# Data:

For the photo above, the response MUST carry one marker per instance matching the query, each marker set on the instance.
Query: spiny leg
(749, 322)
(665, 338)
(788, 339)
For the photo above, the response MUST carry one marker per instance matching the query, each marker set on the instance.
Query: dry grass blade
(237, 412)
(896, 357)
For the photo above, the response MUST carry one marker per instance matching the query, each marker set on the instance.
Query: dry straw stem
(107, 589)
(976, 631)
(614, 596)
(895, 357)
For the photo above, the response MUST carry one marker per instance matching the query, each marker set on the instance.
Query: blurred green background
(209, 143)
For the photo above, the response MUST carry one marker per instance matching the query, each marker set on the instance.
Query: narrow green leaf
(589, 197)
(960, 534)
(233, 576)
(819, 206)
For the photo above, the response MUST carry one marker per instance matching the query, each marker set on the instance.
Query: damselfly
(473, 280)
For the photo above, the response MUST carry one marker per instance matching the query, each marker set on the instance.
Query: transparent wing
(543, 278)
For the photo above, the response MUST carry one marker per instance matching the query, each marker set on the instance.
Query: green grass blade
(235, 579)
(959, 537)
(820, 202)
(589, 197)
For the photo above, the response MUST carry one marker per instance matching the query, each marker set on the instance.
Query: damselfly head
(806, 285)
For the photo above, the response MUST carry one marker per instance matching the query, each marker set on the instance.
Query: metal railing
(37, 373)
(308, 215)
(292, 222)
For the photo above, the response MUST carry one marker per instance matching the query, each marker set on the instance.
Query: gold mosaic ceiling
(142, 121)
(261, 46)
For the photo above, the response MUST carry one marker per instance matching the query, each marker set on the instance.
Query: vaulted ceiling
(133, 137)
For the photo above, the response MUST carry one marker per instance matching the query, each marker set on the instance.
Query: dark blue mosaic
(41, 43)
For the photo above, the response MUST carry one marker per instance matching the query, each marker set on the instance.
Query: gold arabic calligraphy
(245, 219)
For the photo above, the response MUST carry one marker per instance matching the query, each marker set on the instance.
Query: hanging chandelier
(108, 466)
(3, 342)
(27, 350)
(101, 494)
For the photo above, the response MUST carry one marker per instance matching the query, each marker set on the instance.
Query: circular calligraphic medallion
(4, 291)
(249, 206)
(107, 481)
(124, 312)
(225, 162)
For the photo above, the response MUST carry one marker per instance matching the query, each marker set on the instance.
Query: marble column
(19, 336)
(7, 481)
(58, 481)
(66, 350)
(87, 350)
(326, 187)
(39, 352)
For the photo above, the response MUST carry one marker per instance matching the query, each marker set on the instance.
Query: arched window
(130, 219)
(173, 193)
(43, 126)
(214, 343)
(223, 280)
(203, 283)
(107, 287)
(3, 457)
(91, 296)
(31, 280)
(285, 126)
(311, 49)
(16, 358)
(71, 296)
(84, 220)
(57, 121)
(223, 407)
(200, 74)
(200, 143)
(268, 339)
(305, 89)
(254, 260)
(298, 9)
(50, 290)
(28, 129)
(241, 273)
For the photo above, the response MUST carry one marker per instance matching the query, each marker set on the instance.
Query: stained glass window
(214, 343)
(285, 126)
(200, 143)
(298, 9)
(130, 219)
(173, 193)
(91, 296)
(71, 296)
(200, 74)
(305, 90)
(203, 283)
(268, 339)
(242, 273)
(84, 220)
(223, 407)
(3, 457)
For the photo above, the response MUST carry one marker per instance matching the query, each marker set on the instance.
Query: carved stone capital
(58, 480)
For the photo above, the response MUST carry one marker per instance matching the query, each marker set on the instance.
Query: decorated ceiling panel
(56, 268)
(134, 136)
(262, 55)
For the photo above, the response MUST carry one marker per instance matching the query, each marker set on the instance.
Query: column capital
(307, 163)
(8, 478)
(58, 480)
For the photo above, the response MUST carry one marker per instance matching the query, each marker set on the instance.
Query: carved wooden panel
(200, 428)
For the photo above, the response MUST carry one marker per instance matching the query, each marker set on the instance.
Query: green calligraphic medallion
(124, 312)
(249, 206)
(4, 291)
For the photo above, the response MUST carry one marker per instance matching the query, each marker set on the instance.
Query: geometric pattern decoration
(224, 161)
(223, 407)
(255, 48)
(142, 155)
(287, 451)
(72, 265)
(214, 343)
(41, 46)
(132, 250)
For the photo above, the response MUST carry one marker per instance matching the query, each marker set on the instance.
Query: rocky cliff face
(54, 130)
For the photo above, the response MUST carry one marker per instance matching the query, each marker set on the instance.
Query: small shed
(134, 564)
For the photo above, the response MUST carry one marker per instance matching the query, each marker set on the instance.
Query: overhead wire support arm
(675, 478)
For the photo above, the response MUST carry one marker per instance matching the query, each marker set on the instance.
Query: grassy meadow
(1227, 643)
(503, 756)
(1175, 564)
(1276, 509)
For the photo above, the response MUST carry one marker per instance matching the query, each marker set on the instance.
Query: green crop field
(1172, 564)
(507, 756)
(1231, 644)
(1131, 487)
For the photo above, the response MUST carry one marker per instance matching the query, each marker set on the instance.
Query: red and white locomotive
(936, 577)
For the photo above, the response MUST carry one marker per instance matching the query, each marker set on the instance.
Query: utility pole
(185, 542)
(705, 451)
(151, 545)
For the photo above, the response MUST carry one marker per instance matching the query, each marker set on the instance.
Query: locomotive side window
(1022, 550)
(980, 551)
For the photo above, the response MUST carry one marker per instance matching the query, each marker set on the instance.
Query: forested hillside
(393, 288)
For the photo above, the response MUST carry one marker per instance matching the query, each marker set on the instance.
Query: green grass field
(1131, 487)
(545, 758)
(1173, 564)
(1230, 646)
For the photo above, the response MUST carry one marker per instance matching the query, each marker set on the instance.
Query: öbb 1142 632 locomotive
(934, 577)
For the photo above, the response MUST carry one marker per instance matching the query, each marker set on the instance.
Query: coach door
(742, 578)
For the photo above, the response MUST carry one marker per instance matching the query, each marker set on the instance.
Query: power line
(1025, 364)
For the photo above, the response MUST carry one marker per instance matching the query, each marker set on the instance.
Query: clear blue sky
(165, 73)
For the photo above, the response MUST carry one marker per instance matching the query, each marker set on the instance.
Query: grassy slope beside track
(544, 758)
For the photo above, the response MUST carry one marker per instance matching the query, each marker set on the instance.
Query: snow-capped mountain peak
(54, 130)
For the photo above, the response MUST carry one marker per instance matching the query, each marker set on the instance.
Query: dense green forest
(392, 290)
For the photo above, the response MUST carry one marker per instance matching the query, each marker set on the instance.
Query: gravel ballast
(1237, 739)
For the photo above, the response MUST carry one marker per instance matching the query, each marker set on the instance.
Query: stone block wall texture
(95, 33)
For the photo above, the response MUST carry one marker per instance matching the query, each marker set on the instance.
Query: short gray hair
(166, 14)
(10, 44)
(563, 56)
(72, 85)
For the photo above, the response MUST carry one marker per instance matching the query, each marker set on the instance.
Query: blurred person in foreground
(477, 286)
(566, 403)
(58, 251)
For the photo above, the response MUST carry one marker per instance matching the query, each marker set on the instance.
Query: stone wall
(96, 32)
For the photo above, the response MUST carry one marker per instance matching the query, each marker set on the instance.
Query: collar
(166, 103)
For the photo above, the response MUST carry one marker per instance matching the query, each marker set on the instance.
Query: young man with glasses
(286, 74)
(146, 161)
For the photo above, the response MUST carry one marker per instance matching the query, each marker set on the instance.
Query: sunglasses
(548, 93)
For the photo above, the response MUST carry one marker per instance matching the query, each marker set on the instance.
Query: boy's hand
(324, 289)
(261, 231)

# What needs to be done:
Set down the entries verbatim, leaving none out.

# Your response:
For the photo above, the response MUST carry one marker per instance matching the query, each marker set on the instance.
Query: spiny leg
(749, 322)
(665, 338)
(788, 339)
For the photo above, the response MUST carry one marker per instance matching the query, each marker set on the instance.
Query: dry grass blade
(237, 412)
(896, 357)
For the photo above, the response MUST carry one marker per instance matching the query, each marker set on the instance.
Query: dry straw stem
(107, 589)
(976, 631)
(614, 596)
(895, 357)
For the photo above, the response MUST carry one marker per instance matching the query, each marker set on the instance.
Query: blurred green background
(209, 143)
For the photo above, the response MUST carry one marker per instance matching the query, each marker set on the instance.
Query: narrow green leaf
(589, 197)
(960, 534)
(233, 576)
(819, 206)
For the photo above, the response MUST carry one marker per instance matching the query, each marker set on the instance.
Query: damselfly
(473, 280)
For the photo above, the response MUST carry one marker per instance matching the query, each marker set on the instance.
Query: transparent wing
(543, 278)
For the photo above, the response MUST carry one marker per instance matching the query, each marker set on the instance.
Query: green grass blade
(235, 579)
(959, 537)
(820, 202)
(589, 197)
For the photo above, the response MUST carry one marker per instance matching the query, each marker set on the instance.
Query: damselfly head
(806, 285)
For the photo above, the response MUST carry one marker per instance matching the query, each marker set on the instance.
Query: metal railing
(37, 373)
(308, 215)
(292, 222)
For the photo above, the response MUST carry one marker per instance matching the query, each marker set on the instance.
Query: gold mosaic ceiling
(142, 121)
(261, 46)
For the photo above, the response MUST carry one marker per instance matching the query, each marker set on the instance.
Query: vaulted ceiling
(133, 137)
For the photo above, the response MUST carry one marker per instance matching the query, each marker set on the instance.
Query: dark blue mosaic
(41, 43)
For the photo above, the response MUST carry one marker per instance matching the query, each marker set on the instance.
Query: gold arabic calligraphy
(245, 219)
For the photo above, the response MUST carry one marker per instance matching the query, each marker set on the instance.
Query: hanging chandelier
(108, 466)
(3, 342)
(27, 350)
(101, 494)
For the photo above, the response MUST carry one marker per instance matching the query, each marker set on the instance.
Query: circular calligraphic medallion
(4, 291)
(249, 206)
(107, 481)
(124, 312)
(225, 162)
For the photo above, the response MUST carry one marker per instance matching the query, each marker set on the instance.
Query: marble column
(19, 336)
(7, 481)
(58, 481)
(66, 350)
(87, 350)
(326, 187)
(39, 352)
For the photo above, the response MUST carry one marker per instance matching the query, each marker set on the instance.
Query: arched window
(130, 219)
(173, 193)
(43, 126)
(214, 343)
(223, 280)
(203, 283)
(107, 287)
(3, 457)
(91, 296)
(31, 280)
(285, 126)
(311, 49)
(16, 358)
(71, 296)
(84, 220)
(57, 121)
(223, 407)
(200, 74)
(200, 143)
(268, 339)
(305, 89)
(254, 260)
(298, 9)
(50, 290)
(28, 129)
(241, 273)
For the photo above, the response MUST carry one marker per instance matching the query, each marker set on the instance.
Query: stained glass window
(214, 343)
(285, 126)
(200, 143)
(298, 9)
(130, 219)
(173, 193)
(91, 296)
(71, 296)
(200, 74)
(305, 90)
(203, 283)
(268, 339)
(242, 273)
(84, 220)
(223, 407)
(3, 457)
For the photo above, the response MUST carry one marker per instance matching the query, each marker set on the instance.
Query: carved stone capital
(58, 480)
For the photo above, the response MUST carry one marker per instance matching the query, each marker set on the instance.
Query: decorated ceiling panel
(56, 268)
(134, 136)
(262, 55)
For the photo above, the response MUST carry one marker per instance matching the query, each marker set on the instance.
Query: column capital
(307, 163)
(8, 478)
(58, 480)
For the photo above, the response MUST carry one marker per instance matching the query, each marker set on the instance.
Query: carved wooden panel
(200, 428)
For the photo above, the response MUST carry one marker per instance matching the query, each marker set on the instance.
Query: green calligraphic medallion
(124, 312)
(249, 206)
(4, 291)
For the photo above, the response MUST carry one marker per instance matching the query, each marker set on the instance.
Query: geometric pattern decoration
(224, 161)
(223, 407)
(255, 48)
(142, 155)
(287, 451)
(72, 265)
(214, 343)
(41, 46)
(132, 250)
For the photo above, the response MUST carry one marker per instance matching the query, each marker set on the instance.
Query: rocky cliff face
(54, 130)
For the photo above, the response MUST carry one marker per instance matching the query, each marker set on the instance.
Query: small shed
(134, 564)
For the photo above, the response MUST carry one marker per instance matching the query, each marker set on the instance.
Query: overhead wire support arm
(675, 478)
For the photo above, the response MUST carry one marker per instance matching the query, each marker set on the instance.
Query: grassy meadow
(1227, 643)
(503, 756)
(1175, 564)
(1276, 509)
For the photo above, the response MUST carry one marker per instance matching the query, each marker set on the instance.
Query: green crop field
(1172, 564)
(507, 756)
(1231, 644)
(1131, 487)
For the photo above, the response MUST carry one marker per instance matching the query, each marker set on the instance.
Query: red and white locomotive
(936, 577)
For the photo above, the response MUST carry one marker per instance matching the query, each marker set on the instance.
Query: utility pole
(185, 542)
(705, 451)
(151, 545)
For the photo above, the response MUST carry one marker per instance matching the query, each marker set on the instance.
Query: locomotive side window
(1022, 550)
(980, 551)
For the photo above, the response MUST carry one marker per instance matching the query, each marker set on the instance.
Query: forested hillside
(393, 288)
For the photo above, the response MUST carry one marker per instance matching the query, each marker set on the instance.
Query: green grass field
(1131, 487)
(545, 758)
(1173, 564)
(1230, 646)
For the photo above, the response MUST carry one marker per instance matching the query, each marker set on the instance.
Query: öbb 1142 632 locomotive
(934, 577)
For the photo above, the response MUST carry one marker per instance matching the query, each marker set on the instance.
Query: coach door
(742, 578)
For the photo above, the response MUST carry one marker per instance matching the query, each marker set on the instance.
Query: power line
(1025, 364)
For the photo above, the response MUST carry one marker per instance matching the query, each marker set on the instance.
Query: clear blue sky
(165, 73)
For the photo above, the response MUST carry one marker per instance matching the query, each marker set on the instance.
Query: grassy slope beside track
(544, 758)
For the photo above, the response MUST carry one marker per instance matching the query, each marker set on the instance.
Query: snow-capped mountain peak
(54, 130)
For the photo above, the response MUST carry one marker per instance matching the query, each marker set on the instance.
Query: dense green forest
(392, 290)
For the photo above, the response MUST carry one marker per instance matching the query, each marker set on the instance.
Query: gravel ballast
(1237, 739)
For the photo above, the response MUST carry one marker per instance matching the query, each marker set on the instance.
Query: stone block wall texture
(95, 33)
For the photo above, the response MUST carry one marker per instance matching the query, each marker set on the instance.
Query: short gray hair
(166, 14)
(10, 44)
(563, 56)
(72, 85)
For the photo above, the response MUST carry one marker per instance matching the query, each marker set on the instance.
Query: blurred person in foreground
(477, 286)
(566, 403)
(58, 251)
For the photo above, the response MUST carry one marker per instance matching the query, each marker set on the instance.
Query: stone wall
(96, 32)
For the photo above, the response MUST carry one marker per instance matching the query, each marker set on the instance.
Query: collar
(166, 103)
For the photo above, the response MUST carry one marker per instance matching the query, each marker set on the instance.
Query: young man with glasses
(286, 74)
(146, 161)
For the photo above, the response MUST carry one marker per instance matching the query, each marker set on the instance.
Query: sunglasses
(548, 93)
For the photo above, the response MUST carry one marker per instance matching the query, each marker set on the instance.
Query: boy's hand
(324, 289)
(261, 231)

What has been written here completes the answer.